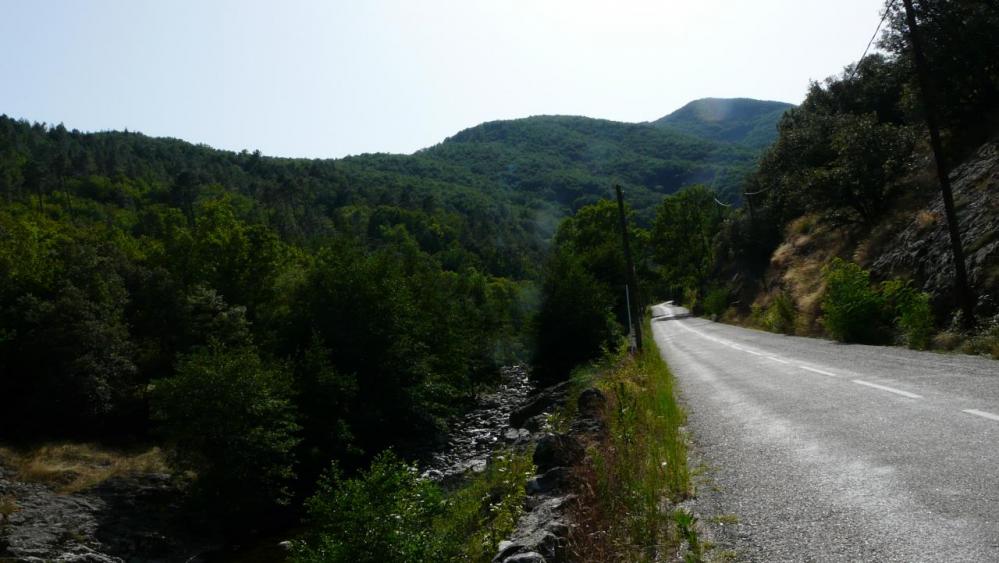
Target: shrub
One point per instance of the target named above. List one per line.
★ ★ ★ ★
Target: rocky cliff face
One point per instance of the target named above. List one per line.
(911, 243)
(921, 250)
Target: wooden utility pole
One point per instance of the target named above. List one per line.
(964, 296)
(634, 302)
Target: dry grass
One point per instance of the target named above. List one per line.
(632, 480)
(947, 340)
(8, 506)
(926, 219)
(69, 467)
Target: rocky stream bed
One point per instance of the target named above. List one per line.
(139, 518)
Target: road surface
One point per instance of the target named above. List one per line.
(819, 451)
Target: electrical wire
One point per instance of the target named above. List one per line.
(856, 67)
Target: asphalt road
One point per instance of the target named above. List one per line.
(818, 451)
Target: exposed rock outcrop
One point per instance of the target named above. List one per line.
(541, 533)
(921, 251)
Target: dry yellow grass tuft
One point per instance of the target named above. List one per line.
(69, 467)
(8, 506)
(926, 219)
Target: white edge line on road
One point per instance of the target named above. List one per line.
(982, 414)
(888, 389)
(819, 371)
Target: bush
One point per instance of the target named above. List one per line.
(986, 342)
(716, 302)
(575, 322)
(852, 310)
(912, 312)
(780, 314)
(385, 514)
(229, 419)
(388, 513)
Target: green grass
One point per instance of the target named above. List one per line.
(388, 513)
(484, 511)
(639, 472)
★ ★ ★ ★
Written instruction:
Which lines in the items above contain the word "road"? Copy each of them out in full.

Output of the task:
Target: road surface
Target: asphalt road
Target: white edge line on road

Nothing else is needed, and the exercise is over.